Copy out only those lines running from the line with "wooden bollard, imagine" to the end of the listing, keeping each one exactly as it is.
- - - -
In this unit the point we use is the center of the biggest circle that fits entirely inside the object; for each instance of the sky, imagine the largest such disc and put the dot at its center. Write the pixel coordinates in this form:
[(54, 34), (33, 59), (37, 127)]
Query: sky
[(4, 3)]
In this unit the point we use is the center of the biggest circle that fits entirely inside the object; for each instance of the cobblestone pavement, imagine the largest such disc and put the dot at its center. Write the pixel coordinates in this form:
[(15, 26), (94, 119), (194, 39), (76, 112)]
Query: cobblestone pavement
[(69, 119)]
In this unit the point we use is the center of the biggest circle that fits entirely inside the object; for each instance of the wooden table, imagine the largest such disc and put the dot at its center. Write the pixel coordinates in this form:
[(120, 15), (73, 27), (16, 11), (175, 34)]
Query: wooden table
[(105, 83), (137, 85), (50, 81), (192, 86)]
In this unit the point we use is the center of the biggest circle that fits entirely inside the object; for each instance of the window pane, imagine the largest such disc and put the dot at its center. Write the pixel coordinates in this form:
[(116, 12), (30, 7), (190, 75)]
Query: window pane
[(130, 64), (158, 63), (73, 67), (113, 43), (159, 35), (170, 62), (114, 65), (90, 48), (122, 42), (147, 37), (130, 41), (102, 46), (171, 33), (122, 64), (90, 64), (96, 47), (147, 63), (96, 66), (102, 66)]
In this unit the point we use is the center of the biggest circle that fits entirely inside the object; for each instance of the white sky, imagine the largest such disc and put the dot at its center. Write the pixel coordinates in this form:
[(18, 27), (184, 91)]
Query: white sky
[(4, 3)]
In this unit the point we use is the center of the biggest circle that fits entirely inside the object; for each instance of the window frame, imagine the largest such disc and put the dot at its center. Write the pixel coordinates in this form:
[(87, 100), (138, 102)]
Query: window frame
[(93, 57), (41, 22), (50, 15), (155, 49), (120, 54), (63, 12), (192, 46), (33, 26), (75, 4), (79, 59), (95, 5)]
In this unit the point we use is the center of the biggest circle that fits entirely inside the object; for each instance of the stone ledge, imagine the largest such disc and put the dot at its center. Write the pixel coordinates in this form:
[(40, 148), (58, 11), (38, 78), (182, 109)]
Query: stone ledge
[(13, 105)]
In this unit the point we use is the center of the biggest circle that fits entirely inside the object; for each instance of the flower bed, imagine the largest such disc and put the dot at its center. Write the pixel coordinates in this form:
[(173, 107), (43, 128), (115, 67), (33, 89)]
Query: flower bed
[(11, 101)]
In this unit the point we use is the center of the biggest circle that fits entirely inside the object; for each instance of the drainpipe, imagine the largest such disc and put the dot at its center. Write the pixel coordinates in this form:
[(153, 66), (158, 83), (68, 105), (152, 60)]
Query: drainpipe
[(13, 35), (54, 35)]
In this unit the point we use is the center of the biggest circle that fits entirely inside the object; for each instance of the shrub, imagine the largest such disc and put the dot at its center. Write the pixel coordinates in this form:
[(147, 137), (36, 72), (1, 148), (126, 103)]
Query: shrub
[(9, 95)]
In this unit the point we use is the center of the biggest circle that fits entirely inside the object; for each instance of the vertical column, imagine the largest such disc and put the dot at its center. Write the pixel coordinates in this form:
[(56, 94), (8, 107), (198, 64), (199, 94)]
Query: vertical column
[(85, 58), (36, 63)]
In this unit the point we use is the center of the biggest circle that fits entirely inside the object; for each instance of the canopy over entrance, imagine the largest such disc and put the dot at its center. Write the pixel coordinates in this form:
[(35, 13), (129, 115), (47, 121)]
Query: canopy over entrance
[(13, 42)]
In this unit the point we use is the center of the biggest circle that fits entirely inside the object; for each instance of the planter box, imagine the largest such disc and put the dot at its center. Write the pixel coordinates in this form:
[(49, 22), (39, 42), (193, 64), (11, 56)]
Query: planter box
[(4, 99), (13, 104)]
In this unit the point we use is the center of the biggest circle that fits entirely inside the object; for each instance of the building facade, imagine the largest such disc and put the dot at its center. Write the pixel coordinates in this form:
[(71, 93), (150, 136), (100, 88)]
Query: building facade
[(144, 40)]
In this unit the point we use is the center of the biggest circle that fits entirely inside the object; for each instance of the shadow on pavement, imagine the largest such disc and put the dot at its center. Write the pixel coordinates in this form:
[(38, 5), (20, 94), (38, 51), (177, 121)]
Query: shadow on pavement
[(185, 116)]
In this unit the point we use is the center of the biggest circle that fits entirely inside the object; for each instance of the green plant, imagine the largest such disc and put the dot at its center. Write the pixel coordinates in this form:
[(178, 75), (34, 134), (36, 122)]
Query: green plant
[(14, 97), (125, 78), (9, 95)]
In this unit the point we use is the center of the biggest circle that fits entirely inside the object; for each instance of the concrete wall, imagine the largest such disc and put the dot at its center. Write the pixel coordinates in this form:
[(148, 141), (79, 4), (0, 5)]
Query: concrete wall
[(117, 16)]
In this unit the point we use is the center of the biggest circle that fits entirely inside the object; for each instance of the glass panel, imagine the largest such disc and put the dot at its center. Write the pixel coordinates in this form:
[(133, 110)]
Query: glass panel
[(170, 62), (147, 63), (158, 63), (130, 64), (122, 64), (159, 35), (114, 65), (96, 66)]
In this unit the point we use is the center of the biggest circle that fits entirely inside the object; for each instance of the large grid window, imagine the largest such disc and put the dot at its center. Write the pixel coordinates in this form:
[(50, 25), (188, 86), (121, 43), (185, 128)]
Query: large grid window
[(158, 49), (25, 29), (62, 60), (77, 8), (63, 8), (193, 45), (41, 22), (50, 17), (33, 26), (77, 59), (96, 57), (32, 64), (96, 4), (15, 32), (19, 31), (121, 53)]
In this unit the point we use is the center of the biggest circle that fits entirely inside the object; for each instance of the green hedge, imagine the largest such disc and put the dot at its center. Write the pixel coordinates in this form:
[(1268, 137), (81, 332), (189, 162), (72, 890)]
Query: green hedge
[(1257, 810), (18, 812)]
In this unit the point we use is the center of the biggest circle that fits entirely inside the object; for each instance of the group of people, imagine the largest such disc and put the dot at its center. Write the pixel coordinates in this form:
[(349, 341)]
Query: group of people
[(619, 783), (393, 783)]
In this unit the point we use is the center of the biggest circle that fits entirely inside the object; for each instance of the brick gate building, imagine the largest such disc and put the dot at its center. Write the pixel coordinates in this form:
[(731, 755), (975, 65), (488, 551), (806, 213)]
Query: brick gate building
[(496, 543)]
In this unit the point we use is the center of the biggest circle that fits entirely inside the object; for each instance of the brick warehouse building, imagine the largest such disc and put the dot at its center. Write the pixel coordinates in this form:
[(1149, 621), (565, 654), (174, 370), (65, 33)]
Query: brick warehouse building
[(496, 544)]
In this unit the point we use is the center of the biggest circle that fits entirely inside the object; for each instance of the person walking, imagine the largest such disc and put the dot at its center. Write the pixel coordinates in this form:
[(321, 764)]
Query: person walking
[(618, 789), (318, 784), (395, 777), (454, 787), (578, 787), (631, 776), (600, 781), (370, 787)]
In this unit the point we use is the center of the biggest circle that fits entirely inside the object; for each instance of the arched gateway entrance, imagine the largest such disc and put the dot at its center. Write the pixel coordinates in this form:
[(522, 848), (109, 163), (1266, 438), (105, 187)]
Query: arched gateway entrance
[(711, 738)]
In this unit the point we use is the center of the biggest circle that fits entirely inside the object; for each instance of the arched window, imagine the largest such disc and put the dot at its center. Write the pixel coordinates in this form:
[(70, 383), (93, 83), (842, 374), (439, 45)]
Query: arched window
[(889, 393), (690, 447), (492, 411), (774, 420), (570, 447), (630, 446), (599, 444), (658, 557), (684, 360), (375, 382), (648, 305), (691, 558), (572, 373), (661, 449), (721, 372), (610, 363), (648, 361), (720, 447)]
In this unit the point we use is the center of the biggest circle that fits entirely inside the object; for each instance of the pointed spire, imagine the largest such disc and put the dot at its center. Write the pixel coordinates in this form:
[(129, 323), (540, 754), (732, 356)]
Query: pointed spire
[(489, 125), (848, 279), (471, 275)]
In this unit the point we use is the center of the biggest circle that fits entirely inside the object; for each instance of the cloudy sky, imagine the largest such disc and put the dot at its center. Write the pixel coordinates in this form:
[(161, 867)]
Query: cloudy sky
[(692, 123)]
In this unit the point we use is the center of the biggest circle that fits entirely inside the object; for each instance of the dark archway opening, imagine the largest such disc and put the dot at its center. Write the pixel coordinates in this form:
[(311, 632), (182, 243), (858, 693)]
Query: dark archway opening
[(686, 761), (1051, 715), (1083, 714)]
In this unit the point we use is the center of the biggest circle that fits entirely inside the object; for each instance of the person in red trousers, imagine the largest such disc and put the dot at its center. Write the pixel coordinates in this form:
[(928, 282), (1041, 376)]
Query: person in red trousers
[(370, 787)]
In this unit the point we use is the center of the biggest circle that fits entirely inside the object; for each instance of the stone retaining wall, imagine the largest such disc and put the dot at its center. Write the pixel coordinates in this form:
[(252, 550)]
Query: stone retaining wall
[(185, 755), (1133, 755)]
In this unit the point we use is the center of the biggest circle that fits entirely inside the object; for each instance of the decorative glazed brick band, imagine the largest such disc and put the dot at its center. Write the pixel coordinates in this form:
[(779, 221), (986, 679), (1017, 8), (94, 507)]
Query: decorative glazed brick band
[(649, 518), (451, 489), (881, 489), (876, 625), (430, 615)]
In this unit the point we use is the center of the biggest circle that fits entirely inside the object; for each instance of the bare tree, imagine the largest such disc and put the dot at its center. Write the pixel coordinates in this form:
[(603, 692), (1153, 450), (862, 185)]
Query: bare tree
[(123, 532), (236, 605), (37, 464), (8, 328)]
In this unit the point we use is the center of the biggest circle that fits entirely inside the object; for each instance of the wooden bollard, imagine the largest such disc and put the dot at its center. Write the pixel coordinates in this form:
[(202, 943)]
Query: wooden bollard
- - - -
▸ SOLVED EXERCISE
In this unit the point we use is the center of the biggest circle that fits entirely inside the object; for each instance of the wooden bollard, imagine the largest such disc and put the dot at its center. Write the pixel coordinates in this form:
[(202, 943)]
Query: wooden bollard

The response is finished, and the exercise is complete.